[Coordinate annotation entries]
########

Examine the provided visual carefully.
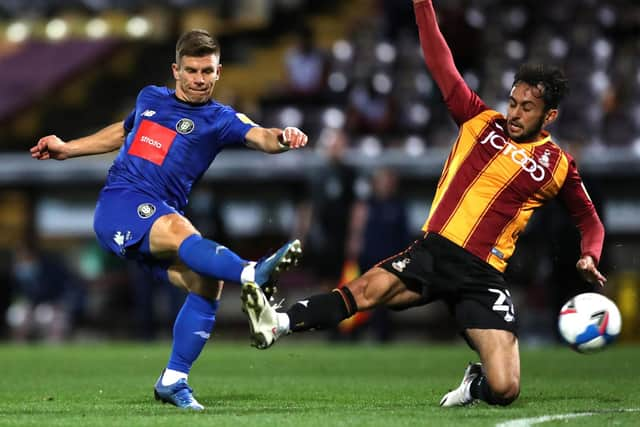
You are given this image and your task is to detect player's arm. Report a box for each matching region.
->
[558,158,607,286]
[245,126,308,154]
[30,122,126,160]
[413,0,488,125]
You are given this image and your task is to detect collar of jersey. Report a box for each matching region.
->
[171,91,211,107]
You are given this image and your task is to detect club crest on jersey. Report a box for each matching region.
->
[538,150,551,168]
[138,203,156,219]
[176,119,196,135]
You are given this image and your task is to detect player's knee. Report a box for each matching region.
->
[490,378,520,406]
[347,268,400,311]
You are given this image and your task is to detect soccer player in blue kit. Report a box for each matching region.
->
[31,30,307,410]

########

■ The exercise ■
Count how many lines of the material above contain the string "Report". Give only the number.

■ In response ■
5